* _Texte du document_:

..........

Jean Touitou, branché en mode minimal

Jean Touitou. | Cécile Bortoletti pour M Le magazine du Monde

 

Avec Bill Murray, il y a plus qu'un air de famille. Est-ce sa manière de se tenir assis, le dos arrondi, les épaules tombantes, presque avachi ? Son phrasé doux et lent à la fois ? Ou ses mines de Droopy sexagénaire et bougon qui obligent ses amis – il en a beaucoup – à reconnaître qu'il a toujours l'air de faire la tête ? Jean Touitou est un mystère qui entend bien le rester. Le créateur d'APC, marque branchée qui exporte jusqu'au Japon et aux Etats-Unis ses basiques chics (cardigans à col arrondi, jupes droites, boots en daim ou jeans très bruts), n'est pas du genre à se confier au premier venu. Pas du genre non plus à confirmer une rumeur tenace : il aurait inspiré le personnage interprété justement par Bill Murray dans Lost in Translation, de Sofia Coppola.

Un goût du secret et du contrôle de son image qu'il est tentant d'attribuer à son passé d'ancien trotskiste, membre de l'Organisation communiste internationaliste, qui a accueilli un autre "austère qui se marre", Lionel Jospin. Etudiant à la Sorbonne, Jean Touitou se destinait à une carrière de prof d'histoire avant de se faire la malle pour l'Amérique du Sud. Quand il rentre, l'intello marxiste hégélien, grand lecteur de Nietzsche, Schopenhauer et Camus, brouille les cartes et devient... manutentionnaire puis comptable chez Kenzo. Il travaille ensuite avec Agnès b. puis le créateur nippon Irié avant de monter sa propre affaire en 1987. Hommage de l'ancien marxiste à ses premières amours, Touitou choisit de l'appeler APC pour Atelier de production et de création. Avec ses lignes droites, ses coupes impeccables (implacables ?), ses tissus de qualité et ses prix abordables pour du prêt-à-porter haut de gamme (un jean APC vaut 150 € quand un Diesel peut culminer à 400 €), sa mode "hystériquement normale" – comme il la définit lui-même – ne tarde pas à s'imposer. Sans tambour ni trompette : pas de défilé (trop cher), peu de publicité et un catalogue de VPC à l'austérité quasi obsessionnelle. Alors qu'elle atteint l'âge respectable de 25 ans, l'âge de raison de la mode, celui où les marques deviennent des maisons, APC compte aujourd'hui une soixantaine de points de vente dans le monde et, pour nombre d'initiés, les trois lettres résument à elles seules une certaine idée du minimalisme à la française. Tellement chic que les acteurs du milieu de la mode interrogés préfèrent l'anonymat. Trop peur de se brouiller ou, pire, d'avoir l'air ringard en critiquant l'apôtre du bon goût...

..........

* _Données enregistrées_:

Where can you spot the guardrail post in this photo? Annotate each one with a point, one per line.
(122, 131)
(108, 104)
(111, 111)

..........

* _Objectif de la tâche_: Redonnez mot pour mot le passage de l'article sur Jean Touitou situé entre « Avec Bill Murray, il » et « de Sofia Coppola. », ces deux extraits inclus.

* _Exercice réalisé_:
Avec Bill Murray, il y a plus qu'un air de famille. Est-ce sa manière de se tenir assis, le dos arrondi, les épaules tombantes, presque avachi ? Son phrasé doux et lent à la fois ? Ou ses mines de Droopy sexagénaire et bougon qui obligent ses amis – il en a beaucoup – à reconnaître qu'il a toujours l'air de faire la tête ? Jean Touitou est un mystère qui entend bien le rester. Le créateur d'APC, marque branchée qui exporte jusqu'au Japon et aux Etats-Unis ses basiques chics (cardigans à col arrondi, jupes droites, boots en daim ou jeans très bruts), n'est pas du genre à se confier au premier venu. Pas du genre non plus à confirmer une rumeur tenace : il aurait inspiré le personnage interprété justement par Bill Murray dans Lost in Translation, de Sofia Coppola.